** begin ROWS **
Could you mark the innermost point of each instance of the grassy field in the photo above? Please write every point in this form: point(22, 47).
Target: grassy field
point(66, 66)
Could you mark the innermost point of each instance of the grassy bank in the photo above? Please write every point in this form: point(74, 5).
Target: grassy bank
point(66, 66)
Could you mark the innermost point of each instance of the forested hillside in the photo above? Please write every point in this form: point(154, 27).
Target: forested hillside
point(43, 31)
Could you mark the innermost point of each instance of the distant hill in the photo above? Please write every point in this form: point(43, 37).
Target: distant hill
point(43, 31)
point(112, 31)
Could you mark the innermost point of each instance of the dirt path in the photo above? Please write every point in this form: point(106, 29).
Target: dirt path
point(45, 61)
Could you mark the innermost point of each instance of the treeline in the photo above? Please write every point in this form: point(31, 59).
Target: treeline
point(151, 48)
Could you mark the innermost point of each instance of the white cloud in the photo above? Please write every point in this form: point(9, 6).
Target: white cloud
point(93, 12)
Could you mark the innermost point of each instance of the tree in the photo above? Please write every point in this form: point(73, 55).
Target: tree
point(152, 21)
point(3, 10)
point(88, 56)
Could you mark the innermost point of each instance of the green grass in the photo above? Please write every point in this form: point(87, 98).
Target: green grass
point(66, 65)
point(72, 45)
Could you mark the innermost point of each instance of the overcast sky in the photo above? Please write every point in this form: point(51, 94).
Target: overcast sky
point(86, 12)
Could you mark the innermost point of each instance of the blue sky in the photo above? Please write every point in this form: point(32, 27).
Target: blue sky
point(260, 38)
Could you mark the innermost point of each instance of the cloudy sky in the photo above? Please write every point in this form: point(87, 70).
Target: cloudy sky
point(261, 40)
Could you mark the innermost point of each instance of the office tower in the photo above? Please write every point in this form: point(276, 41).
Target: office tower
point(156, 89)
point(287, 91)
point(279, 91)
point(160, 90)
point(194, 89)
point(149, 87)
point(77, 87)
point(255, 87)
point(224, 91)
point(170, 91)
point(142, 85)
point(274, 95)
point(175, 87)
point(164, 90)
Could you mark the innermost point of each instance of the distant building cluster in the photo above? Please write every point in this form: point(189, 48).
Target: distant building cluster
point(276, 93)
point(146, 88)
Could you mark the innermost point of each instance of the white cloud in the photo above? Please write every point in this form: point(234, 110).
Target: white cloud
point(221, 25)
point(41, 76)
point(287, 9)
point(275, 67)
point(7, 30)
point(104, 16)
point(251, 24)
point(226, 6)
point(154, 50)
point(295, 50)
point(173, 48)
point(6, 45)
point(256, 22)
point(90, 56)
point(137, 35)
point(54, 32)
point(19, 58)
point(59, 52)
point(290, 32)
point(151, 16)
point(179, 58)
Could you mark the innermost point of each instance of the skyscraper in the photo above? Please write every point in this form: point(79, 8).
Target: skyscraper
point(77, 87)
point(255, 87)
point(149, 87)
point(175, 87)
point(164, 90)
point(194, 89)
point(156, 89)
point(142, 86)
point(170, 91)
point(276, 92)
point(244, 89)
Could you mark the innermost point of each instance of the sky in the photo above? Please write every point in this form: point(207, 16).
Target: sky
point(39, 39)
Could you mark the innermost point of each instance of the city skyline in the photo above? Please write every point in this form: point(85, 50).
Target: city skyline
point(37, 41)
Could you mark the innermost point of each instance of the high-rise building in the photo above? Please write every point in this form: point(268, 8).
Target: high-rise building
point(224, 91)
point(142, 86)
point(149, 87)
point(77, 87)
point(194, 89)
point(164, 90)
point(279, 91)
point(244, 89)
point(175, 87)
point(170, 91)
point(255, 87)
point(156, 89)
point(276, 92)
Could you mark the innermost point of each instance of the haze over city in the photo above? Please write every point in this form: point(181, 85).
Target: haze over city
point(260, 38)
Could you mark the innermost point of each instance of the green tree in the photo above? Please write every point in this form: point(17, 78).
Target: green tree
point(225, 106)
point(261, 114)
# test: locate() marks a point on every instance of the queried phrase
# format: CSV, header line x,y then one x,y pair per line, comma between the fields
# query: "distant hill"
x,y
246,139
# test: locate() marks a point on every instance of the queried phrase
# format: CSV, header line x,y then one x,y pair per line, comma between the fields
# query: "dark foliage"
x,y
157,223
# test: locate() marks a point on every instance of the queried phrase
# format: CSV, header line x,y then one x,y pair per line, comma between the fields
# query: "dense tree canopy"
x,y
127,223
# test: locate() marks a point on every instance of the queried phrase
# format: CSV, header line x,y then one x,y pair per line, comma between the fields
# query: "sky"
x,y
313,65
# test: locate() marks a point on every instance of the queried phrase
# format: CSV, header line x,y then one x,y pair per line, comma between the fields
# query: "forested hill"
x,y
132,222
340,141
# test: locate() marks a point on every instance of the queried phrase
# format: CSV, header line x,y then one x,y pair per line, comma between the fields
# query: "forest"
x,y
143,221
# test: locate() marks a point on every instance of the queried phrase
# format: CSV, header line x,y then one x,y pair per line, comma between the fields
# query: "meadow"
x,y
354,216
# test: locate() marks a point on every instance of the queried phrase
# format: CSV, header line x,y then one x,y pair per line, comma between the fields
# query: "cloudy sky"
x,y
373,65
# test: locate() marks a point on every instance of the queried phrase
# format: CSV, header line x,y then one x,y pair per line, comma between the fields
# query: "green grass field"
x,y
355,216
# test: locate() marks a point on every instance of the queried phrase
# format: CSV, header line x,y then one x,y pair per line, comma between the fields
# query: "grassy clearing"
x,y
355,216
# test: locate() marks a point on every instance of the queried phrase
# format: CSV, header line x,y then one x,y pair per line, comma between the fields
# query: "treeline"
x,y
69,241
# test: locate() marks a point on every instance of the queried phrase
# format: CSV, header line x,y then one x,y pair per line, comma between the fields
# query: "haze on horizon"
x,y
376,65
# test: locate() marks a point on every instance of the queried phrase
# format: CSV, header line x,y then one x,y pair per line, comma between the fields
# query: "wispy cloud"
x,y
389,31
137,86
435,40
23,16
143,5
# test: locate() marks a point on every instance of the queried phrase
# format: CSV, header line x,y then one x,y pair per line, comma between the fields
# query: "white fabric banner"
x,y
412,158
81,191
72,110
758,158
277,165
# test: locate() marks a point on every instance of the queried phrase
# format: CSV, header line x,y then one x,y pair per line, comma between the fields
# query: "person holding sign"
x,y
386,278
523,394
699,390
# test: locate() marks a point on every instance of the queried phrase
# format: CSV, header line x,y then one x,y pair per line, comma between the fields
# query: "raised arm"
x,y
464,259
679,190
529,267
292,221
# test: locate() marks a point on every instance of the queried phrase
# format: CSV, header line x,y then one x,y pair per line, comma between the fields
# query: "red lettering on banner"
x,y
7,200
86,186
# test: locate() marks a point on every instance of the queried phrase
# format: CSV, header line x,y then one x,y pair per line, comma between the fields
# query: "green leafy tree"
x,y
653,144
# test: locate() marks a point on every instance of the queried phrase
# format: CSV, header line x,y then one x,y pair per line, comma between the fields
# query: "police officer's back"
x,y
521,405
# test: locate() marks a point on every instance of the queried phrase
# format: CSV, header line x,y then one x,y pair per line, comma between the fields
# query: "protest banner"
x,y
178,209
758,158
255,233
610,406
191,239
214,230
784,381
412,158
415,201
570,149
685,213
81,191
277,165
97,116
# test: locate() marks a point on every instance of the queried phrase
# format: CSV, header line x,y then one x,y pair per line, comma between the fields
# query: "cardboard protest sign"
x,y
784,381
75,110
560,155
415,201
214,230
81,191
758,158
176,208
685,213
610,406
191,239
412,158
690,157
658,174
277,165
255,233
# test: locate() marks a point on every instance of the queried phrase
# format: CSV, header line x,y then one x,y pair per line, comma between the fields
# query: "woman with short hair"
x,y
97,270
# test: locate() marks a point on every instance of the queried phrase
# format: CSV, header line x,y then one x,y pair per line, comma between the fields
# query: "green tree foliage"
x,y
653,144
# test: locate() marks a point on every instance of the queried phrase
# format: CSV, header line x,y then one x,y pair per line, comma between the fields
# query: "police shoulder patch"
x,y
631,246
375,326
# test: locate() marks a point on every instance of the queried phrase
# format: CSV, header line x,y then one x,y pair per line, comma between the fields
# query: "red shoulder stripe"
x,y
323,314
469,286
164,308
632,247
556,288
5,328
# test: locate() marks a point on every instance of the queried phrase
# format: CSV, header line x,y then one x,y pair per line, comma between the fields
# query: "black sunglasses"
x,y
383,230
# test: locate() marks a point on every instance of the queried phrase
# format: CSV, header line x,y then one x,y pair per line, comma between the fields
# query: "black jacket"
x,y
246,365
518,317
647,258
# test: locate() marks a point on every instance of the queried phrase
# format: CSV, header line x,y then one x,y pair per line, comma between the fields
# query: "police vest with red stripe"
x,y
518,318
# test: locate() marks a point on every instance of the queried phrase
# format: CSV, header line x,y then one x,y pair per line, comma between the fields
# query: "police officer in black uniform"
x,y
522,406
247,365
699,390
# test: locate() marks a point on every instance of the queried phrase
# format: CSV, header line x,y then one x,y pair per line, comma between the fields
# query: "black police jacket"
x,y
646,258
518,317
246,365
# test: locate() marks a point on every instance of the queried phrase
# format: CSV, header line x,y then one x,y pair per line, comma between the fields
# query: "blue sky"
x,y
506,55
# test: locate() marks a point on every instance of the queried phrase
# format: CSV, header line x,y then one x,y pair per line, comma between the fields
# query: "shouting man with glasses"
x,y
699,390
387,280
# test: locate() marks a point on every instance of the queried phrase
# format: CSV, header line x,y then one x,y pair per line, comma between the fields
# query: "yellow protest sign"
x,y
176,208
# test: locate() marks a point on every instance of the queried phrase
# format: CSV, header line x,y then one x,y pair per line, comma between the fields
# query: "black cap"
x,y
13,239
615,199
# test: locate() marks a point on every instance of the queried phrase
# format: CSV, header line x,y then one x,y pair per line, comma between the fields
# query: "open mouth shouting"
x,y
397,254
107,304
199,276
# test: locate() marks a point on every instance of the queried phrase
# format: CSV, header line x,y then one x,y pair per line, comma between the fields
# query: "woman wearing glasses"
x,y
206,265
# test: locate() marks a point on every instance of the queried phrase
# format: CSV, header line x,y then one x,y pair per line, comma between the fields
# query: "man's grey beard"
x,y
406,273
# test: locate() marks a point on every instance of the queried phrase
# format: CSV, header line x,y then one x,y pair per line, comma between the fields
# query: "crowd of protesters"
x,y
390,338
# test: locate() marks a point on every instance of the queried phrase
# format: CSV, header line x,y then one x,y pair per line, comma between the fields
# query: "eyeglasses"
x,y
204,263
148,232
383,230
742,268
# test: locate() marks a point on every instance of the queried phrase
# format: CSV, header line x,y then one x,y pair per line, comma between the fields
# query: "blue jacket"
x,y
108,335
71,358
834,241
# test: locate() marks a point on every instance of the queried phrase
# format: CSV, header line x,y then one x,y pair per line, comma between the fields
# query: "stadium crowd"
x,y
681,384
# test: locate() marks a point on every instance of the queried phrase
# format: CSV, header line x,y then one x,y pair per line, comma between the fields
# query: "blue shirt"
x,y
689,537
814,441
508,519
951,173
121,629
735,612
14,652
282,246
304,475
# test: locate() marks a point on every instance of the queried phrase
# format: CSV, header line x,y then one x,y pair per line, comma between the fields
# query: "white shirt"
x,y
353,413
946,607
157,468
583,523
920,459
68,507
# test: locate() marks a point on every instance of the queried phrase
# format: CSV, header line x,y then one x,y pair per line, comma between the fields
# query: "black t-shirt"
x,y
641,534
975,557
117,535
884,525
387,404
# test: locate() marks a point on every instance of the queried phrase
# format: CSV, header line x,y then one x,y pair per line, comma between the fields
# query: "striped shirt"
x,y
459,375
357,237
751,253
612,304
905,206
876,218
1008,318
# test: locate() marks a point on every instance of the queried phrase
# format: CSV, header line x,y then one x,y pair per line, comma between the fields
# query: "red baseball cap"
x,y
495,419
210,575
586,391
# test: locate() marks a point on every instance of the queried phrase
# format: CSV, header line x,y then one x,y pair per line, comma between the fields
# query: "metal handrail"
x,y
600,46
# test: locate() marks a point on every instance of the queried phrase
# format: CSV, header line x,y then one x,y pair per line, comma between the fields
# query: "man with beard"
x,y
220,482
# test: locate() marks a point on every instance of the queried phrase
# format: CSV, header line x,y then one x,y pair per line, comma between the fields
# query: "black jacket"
** end ROWS **
* **WHAT THE EXERCISE ASKS**
How many lines of the records contain the string "distant", matching case? Give only the number.

* **EXPECTED ANSWER**
5